# [Provided information]
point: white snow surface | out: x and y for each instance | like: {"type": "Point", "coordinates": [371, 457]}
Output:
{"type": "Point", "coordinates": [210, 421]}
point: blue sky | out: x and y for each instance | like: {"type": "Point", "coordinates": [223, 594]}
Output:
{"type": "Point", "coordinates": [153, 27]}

* * *

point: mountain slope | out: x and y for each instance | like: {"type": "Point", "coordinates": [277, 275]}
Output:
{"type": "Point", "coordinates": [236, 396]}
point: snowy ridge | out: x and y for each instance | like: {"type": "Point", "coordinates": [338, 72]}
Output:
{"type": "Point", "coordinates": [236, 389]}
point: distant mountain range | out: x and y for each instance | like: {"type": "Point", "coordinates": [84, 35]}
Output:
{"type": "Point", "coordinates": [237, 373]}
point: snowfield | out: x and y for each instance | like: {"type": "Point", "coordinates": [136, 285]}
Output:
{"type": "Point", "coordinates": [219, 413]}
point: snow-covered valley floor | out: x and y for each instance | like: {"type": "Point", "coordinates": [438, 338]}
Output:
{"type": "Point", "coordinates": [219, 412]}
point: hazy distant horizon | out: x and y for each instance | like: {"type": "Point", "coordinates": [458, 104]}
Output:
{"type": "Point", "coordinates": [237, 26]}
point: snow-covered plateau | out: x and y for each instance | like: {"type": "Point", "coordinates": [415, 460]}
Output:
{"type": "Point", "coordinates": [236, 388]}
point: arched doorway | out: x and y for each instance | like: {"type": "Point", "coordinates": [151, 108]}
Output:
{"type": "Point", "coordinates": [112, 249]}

---

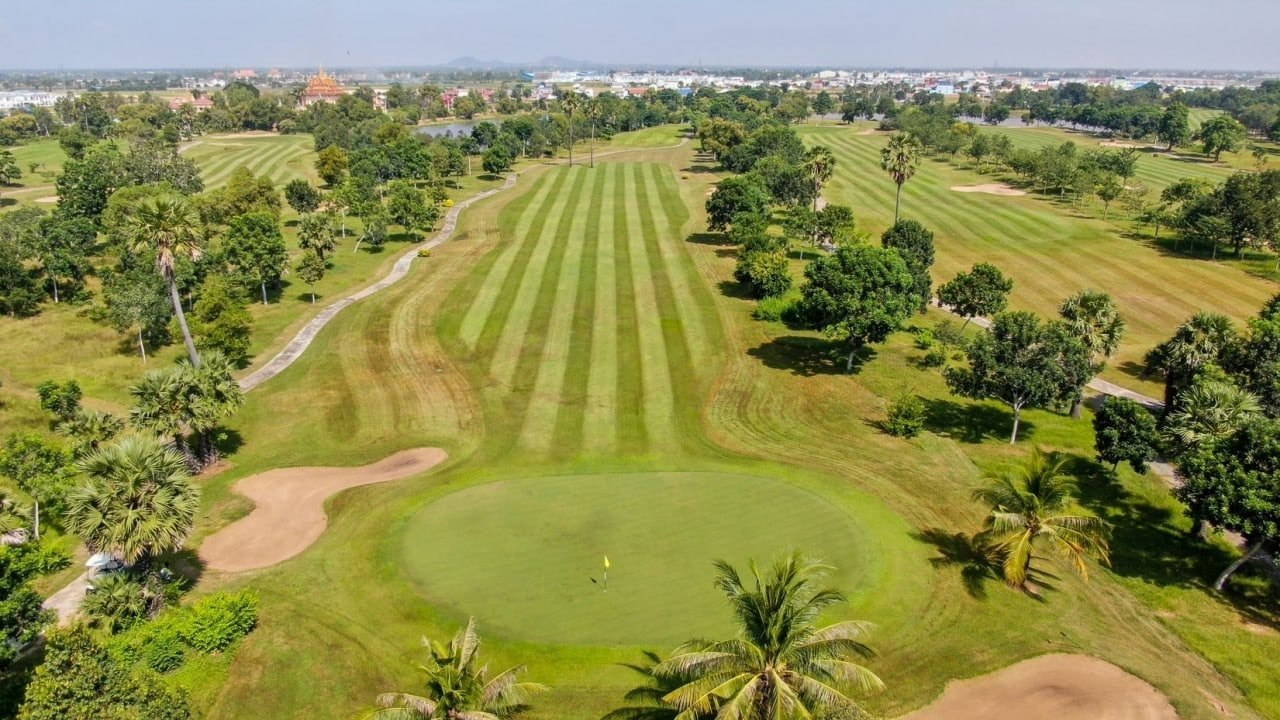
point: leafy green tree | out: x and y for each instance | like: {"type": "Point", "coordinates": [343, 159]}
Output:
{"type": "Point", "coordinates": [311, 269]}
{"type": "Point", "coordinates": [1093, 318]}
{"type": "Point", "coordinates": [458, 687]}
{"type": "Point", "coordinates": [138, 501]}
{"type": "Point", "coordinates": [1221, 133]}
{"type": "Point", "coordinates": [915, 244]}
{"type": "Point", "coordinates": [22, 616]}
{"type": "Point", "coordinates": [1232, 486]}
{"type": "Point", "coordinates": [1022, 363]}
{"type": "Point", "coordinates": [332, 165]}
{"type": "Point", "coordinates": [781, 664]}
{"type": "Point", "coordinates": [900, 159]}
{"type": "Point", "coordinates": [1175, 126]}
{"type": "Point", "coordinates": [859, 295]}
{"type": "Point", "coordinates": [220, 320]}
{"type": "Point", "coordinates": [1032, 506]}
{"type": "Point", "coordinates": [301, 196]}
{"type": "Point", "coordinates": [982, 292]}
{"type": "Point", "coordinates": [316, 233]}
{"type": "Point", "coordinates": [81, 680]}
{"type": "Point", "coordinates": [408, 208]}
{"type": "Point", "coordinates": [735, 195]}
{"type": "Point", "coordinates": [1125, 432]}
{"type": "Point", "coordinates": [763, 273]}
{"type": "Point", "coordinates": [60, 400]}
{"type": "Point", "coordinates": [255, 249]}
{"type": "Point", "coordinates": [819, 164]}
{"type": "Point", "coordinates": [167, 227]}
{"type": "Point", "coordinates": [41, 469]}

# [Exercise directions]
If a line in the records above has the word "instance", copy it out.

# [Answer space]
point: white snow surface | out: x and y for each instance | like: {"type": "Point", "coordinates": [371, 457]}
point: blue sky | out: x and y for each instance | like: {"type": "Point", "coordinates": [223, 594]}
point: mountain slope | out: x and y for each instance | like: {"type": "Point", "coordinates": [277, 275]}
point: snowy ridge | out: x and y for each instance | like: {"type": "Point", "coordinates": [338, 72]}
point: distant mountain range | out: x and y for each instance | like: {"type": "Point", "coordinates": [84, 35]}
point: snowfield | out: x and y for each instance | like: {"type": "Point", "coordinates": [136, 285]}
point: snow-covered valley floor | out: x and y for each instance | like: {"type": "Point", "coordinates": [438, 338]}
point: hazy distant horizon | out: x and y for each instance | like: {"type": "Point", "coordinates": [458, 104]}
point: snow-covered plateau | out: x and y for each instance | like: {"type": "Point", "coordinates": [415, 460]}
point: arched doorway | out: x and y for each instance | like: {"type": "Point", "coordinates": [151, 108]}
point: leafy green tree | out: x and y for each instance | like: {"type": "Point", "coordinates": [343, 159]}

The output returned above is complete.